--- start ---

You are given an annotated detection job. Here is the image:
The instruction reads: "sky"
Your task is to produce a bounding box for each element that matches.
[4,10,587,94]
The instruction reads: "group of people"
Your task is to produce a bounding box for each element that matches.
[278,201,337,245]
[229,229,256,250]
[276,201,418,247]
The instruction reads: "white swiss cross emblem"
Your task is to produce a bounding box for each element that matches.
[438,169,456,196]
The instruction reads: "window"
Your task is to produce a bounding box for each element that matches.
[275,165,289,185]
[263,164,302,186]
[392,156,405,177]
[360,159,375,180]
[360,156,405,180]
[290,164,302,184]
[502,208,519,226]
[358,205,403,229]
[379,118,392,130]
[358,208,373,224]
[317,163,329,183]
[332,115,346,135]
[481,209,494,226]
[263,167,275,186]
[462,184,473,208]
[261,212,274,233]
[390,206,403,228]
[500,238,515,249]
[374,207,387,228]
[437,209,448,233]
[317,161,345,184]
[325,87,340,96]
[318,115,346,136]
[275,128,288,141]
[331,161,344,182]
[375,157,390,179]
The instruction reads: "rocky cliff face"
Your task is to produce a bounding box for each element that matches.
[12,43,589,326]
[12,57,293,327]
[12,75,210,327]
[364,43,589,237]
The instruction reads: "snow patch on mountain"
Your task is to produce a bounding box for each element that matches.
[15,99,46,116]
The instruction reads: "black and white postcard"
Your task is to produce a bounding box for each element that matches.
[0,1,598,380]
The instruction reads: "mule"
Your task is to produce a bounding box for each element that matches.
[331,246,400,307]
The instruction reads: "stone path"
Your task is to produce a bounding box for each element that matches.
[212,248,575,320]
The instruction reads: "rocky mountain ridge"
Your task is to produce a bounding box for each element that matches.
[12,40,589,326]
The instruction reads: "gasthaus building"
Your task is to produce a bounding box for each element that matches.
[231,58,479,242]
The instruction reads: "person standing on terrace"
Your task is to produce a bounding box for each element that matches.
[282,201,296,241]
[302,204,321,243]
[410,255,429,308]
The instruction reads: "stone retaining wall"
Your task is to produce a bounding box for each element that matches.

--- end ---

→ **Exercise**
Copy all of the entries above word for word, leaving nothing out and changing nothing.

→ **Exercise response**
You are given an annotated detection job. Here is the image:
The instruction reads: "sky"
Your task is to produce a bounding box for each element that matches.
[4,10,587,94]
The instruction reads: "group of people"
Your task is to produce a bounding box for each element that matches.
[278,201,337,245]
[229,229,256,250]
[276,201,418,247]
The instruction reads: "white swiss cross emblem"
Your task is to produce a bounding box for each element that matches.
[438,169,456,196]
The instruction reads: "window"
Your task is to produce a bounding box for each element that matches.
[275,165,289,185]
[263,164,302,186]
[392,156,405,177]
[360,159,375,180]
[360,156,405,180]
[290,164,302,184]
[502,208,519,226]
[358,205,403,229]
[379,118,392,130]
[358,208,373,224]
[317,163,329,183]
[332,115,346,135]
[481,209,494,226]
[263,167,275,186]
[462,184,473,208]
[261,212,274,233]
[390,206,403,228]
[500,238,515,249]
[374,207,387,228]
[437,209,448,233]
[317,161,345,184]
[325,87,340,96]
[318,115,346,136]
[275,128,288,141]
[331,161,344,182]
[375,157,390,179]
The instruction reads: "rocky cliff face"
Your task is to produce a bounding box for each element that matches.
[12,43,589,326]
[12,57,293,327]
[12,75,210,327]
[364,43,589,237]
The instruction reads: "snow patch on mountain"
Your task is to produce a bounding box for each element that matches.
[15,99,46,116]
The instruction reads: "black and white postcard"
Your task is to produce a bounding box for each element that matches.
[0,1,598,380]
The instruction reads: "mule"
Your task is to produce a bounding box for each element that matches.
[331,246,400,307]
The instruction reads: "stone path"
Your task is to produce a bounding box for each element that matches.
[212,248,575,320]
The instruction reads: "rocky mountain ridge"
Your task is to produce a bounding box for each element that matches.
[12,40,589,326]
The instruction reads: "gasthaus building"
Your task is to produce a bounding box for each element that matches.
[231,58,479,242]
The instruction reads: "person standing on terrace"
Your task is to produce a bounding box for each element that matches.
[282,201,296,241]
[302,204,321,243]
[410,255,429,308]
The instruction reads: "stone retaining wall"
Your task is to produce a bounding box for each element that matches.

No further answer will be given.